TASK GOAL: Will you restate verbatim the lines running from the line with "Where can the man with" to the end of the data, leaving out everything else?

RECORD LIST:
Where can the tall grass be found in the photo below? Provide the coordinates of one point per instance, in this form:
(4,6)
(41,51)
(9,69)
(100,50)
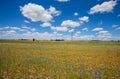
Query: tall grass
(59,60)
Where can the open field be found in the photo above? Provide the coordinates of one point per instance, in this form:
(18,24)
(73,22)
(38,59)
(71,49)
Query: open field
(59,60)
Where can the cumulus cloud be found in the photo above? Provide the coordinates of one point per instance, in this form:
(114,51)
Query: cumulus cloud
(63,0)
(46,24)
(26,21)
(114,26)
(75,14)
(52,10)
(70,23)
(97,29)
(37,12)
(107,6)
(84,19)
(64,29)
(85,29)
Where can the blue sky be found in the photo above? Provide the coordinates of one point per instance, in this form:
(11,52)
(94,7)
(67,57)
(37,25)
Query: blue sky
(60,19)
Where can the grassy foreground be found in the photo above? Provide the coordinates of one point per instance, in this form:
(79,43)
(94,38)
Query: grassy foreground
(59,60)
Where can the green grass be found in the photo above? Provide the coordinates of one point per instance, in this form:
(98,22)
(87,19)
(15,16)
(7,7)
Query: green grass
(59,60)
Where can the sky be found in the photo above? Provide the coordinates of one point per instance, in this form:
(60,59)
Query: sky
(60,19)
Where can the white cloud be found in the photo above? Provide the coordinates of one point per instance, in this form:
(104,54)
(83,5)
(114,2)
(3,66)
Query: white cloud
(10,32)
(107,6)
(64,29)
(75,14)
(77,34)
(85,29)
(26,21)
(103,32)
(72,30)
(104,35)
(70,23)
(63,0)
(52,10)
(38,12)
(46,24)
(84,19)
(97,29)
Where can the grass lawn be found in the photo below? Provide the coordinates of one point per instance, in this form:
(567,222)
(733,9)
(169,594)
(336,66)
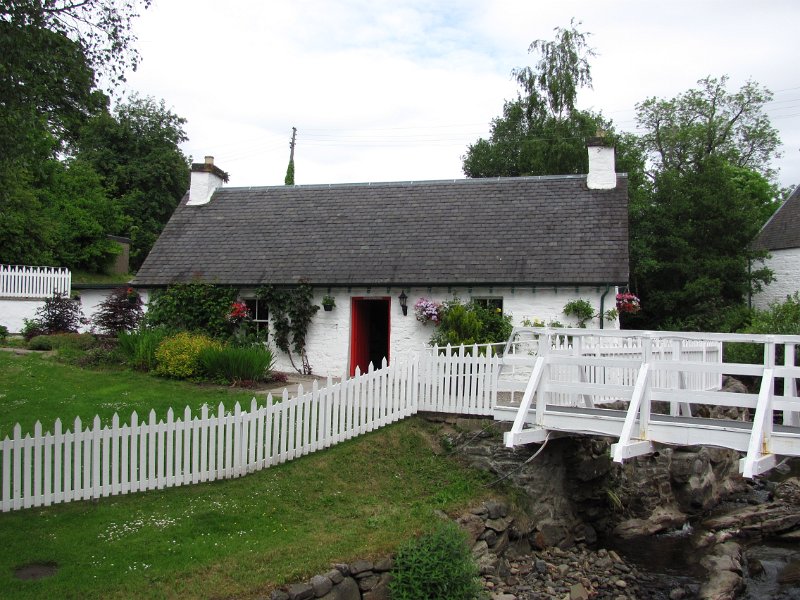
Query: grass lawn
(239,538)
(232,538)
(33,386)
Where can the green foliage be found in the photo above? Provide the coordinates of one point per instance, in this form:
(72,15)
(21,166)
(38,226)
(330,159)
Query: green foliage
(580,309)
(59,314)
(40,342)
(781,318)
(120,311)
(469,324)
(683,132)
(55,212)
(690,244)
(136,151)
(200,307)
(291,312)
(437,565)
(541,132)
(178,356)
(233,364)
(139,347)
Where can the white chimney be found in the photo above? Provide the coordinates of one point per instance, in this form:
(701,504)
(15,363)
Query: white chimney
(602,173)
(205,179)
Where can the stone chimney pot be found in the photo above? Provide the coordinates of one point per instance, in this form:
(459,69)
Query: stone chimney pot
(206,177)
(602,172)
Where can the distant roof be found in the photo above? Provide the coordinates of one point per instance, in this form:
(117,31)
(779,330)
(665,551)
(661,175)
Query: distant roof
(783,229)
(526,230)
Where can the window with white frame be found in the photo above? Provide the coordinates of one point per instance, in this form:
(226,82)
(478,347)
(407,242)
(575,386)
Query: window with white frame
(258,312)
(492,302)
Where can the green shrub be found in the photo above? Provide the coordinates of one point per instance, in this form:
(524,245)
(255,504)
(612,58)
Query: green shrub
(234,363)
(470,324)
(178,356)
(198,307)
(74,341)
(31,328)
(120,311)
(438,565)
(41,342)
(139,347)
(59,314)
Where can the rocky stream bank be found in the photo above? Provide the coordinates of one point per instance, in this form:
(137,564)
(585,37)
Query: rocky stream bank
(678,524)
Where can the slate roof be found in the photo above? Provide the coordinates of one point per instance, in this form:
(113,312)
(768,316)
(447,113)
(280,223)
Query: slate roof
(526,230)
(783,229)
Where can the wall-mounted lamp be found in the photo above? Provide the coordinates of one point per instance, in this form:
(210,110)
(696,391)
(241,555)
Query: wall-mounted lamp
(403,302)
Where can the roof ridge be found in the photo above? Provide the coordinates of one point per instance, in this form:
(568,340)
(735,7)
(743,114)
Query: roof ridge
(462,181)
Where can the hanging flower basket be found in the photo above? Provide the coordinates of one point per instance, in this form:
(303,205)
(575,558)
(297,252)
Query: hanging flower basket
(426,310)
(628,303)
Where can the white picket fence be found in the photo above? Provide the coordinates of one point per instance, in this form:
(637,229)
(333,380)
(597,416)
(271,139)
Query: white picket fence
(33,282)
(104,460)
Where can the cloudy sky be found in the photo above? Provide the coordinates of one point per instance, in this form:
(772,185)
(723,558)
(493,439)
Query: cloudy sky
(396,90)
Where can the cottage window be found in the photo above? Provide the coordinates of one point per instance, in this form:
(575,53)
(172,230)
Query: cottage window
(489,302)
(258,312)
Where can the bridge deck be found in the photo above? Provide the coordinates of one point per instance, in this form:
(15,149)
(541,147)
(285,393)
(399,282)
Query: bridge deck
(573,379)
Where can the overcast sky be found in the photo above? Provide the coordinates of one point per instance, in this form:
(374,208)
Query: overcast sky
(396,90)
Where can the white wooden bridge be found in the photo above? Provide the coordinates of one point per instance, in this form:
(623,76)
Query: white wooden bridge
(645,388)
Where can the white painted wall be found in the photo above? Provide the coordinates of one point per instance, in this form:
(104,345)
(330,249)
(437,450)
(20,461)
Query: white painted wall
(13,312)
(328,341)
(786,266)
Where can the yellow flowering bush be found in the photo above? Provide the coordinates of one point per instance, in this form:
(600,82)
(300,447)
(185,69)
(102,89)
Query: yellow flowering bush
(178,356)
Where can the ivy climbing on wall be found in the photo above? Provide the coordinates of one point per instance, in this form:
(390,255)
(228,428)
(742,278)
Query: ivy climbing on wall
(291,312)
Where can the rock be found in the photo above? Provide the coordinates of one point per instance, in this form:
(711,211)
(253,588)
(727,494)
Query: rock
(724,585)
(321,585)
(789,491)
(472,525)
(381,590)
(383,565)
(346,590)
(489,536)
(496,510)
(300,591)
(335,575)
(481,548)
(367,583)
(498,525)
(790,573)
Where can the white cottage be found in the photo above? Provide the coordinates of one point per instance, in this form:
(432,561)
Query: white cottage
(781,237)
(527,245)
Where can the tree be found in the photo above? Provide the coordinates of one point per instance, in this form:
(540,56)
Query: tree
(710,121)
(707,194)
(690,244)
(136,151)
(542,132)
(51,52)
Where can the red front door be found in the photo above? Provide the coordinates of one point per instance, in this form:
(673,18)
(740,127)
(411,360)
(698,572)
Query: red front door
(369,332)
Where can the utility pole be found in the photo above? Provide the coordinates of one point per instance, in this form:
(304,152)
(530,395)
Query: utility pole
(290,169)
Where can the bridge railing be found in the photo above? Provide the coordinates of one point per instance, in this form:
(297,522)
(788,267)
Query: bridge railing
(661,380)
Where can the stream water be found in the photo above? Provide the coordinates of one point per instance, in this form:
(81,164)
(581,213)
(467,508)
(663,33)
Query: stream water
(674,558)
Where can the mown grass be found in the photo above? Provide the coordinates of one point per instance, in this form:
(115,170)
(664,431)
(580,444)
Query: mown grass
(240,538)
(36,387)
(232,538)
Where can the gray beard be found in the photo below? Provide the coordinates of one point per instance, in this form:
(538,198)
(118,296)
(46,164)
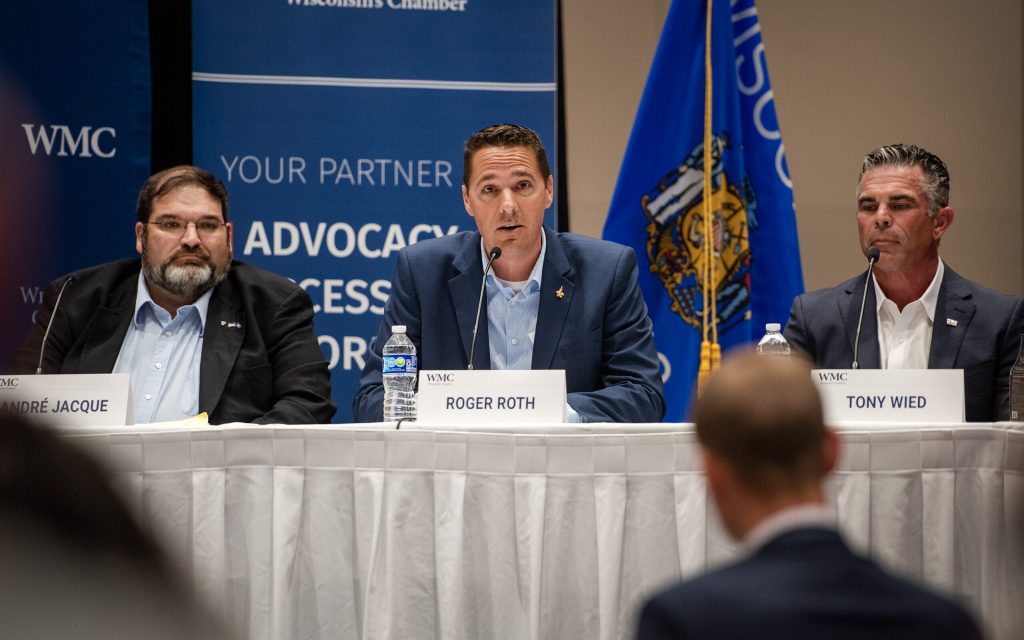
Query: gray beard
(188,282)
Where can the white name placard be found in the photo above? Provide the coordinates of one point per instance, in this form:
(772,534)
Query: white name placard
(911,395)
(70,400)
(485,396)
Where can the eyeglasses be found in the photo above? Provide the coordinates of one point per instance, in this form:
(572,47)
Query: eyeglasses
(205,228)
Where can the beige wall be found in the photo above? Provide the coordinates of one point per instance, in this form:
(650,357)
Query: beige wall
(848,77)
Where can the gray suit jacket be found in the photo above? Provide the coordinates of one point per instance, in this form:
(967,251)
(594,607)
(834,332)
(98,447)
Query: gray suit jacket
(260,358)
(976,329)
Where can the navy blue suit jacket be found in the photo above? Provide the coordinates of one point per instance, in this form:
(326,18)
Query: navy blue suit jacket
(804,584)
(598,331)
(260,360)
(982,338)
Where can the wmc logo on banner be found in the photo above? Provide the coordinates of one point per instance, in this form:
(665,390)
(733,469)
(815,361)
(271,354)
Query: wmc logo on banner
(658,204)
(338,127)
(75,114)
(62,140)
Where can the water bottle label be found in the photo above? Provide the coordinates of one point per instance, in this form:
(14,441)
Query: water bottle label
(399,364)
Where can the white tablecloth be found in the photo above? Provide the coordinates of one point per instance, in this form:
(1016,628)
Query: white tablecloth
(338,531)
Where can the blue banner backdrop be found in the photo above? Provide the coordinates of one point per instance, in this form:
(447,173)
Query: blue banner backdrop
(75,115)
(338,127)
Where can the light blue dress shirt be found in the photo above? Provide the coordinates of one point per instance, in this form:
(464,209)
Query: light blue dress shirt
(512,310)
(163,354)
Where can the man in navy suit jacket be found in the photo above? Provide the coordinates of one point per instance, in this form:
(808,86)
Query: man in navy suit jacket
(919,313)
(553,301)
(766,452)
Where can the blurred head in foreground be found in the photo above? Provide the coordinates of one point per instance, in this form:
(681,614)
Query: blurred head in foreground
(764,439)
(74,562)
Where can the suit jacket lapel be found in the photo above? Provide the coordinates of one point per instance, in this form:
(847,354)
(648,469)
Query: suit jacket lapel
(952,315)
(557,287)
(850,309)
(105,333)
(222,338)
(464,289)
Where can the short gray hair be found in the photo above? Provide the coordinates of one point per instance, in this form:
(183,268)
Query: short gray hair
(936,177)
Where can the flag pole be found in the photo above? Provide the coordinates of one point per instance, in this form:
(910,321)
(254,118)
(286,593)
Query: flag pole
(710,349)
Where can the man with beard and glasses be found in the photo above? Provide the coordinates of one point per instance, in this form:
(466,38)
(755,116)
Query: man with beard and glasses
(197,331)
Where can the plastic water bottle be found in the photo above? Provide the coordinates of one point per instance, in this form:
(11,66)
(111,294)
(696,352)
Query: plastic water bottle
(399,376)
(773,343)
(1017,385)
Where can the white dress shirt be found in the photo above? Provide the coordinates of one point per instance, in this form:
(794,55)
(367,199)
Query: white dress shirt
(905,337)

EXPECTED ANSWER:
Where can the man with beard and glasses be found in the photo above? Provide the coordinates of one point per instance, in this form:
(466,38)
(755,116)
Query: man with beard and glasses
(197,331)
Where can the plastic water bottle be found in the photo above? Provide the coordinates of one point per instance, in this form:
(11,66)
(111,294)
(696,352)
Query: plastic water bottle
(399,376)
(773,343)
(1017,385)
Where can the white dress shirt be found in the photo above? Provide the coordinates of one point per instance, in this form:
(794,55)
(367,199)
Query: white dress shirt
(905,337)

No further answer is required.